Just saw in the Daily that the JH News and Guide is holding a catchphrase contest, in which the public can enter their own choice of catchphrase to replace the old, careworn, clichéd, inaccurate, but it-still-aint-broke-’cause-it-never-made-sense-in-the-first-place catchphrase, “Last of the Old West.”
The contest ends at 5 p.m. on Wednesday. I would provide a link to the contest, but searching for the keyword “catchphrase” on the News and Guide website results in nada. As in nothing.
According to the Daily NaG, categories for the catchphrase contest include “most sincere, funniest, and most chamber-like.” Chamber-like? I take that to mean, most likely to be shouted out by a cheerleader.
Confused, I sought more guidelines in the Daily. JH Chamber executive director Tim O’Donoghue said (if I’m reading correctly) that “We don’t know how to draw the line” between the old west and the new west. “How do we empower both to continue? That’s the billion-dollar question.”
Billion dollars . . . billion dollars . . . oh, right, the Art Hazen real estate scoreboard! True inspiration.
So, for lack of alternatives, I thought I would provide The Snaz as a forum for people who wanted to toss around a few ideas. According to O’Donoghue, the catchphrase should “clearly articulate your message and identity.” Okay, then, here are a few of my own suggestions:
Jackson Hole: Enjoy the view. You can’t afford it.

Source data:
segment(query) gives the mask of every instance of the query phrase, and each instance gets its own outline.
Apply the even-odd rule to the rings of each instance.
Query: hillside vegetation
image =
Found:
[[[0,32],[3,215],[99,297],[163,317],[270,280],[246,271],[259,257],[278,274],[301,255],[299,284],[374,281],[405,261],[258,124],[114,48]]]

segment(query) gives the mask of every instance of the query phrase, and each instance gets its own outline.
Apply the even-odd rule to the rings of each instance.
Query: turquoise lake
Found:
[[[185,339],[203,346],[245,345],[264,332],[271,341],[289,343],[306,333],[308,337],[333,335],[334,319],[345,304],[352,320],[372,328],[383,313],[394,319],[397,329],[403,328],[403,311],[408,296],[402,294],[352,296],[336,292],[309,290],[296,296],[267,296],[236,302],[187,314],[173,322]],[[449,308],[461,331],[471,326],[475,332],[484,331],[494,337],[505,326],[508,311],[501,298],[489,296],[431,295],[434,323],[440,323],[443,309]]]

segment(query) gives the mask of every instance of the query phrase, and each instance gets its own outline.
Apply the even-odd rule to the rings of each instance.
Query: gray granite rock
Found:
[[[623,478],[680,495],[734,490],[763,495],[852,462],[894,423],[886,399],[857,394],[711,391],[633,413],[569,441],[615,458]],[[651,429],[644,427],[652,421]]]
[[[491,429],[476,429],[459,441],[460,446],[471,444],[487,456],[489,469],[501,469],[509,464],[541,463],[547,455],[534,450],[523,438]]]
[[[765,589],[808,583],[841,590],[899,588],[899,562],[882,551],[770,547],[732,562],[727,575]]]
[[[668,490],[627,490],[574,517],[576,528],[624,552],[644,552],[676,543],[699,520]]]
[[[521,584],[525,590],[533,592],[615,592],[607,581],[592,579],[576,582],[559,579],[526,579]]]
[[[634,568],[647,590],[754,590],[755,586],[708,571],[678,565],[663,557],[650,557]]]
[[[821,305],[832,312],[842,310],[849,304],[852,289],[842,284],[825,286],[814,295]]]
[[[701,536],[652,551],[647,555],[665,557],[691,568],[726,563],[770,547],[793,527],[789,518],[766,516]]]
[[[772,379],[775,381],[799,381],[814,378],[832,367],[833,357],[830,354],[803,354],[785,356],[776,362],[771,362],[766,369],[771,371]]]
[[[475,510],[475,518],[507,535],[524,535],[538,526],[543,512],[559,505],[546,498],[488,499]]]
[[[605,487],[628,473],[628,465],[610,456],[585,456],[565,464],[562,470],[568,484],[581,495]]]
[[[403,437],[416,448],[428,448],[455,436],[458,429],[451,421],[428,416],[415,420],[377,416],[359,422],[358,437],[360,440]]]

> _Parts of the exercise_:
- 1) According to the blog post on the catchphrase contest, when does the contest end?
- 2) Reproduce everything from "Confused, I sought" down to "can’t afford it." in the blog post on the catchphrase contest, swapping "catchphrase" for "slogan".

> _Answers below_:
- 1) At 5 p.m. on Wednesday.

- 2)
Confused, I sought more guidelines in the Daily. JH Chamber executive director Tim O’Donoghue said (if I’m reading correctly) that “We don’t know how to draw the line” between the old west and the new west. “How do we empower both to continue? That’s the billion-dollar question.”
Billion dollars . . . billion dollars . . . oh, right, the Art Hazen real estate scoreboard! True inspiration.
So, for lack of alternatives, I thought I would provide The Snaz as a forum for people who wanted to toss around a few ideas. According to O’Donoghue, the slogan should “clearly articulate your message and identity.” Okay, then, here are a few of my own suggestions:
Jackson Hole: Enjoy the view. You can’t afford it.